_PROBLEM_
Set down every entry again, exactly as it appears.

_MATERIAL SUPPLIED_

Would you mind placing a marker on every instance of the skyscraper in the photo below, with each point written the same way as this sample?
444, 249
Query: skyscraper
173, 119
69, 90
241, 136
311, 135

_RESPONSE FOR THIS EXERCISE_
Would you mind placing a marker on every instance of the skyscraper in the photo below, with each point written the same way as this sample?
444, 249
Query: skyscraper
173, 119
69, 90
241, 136
311, 135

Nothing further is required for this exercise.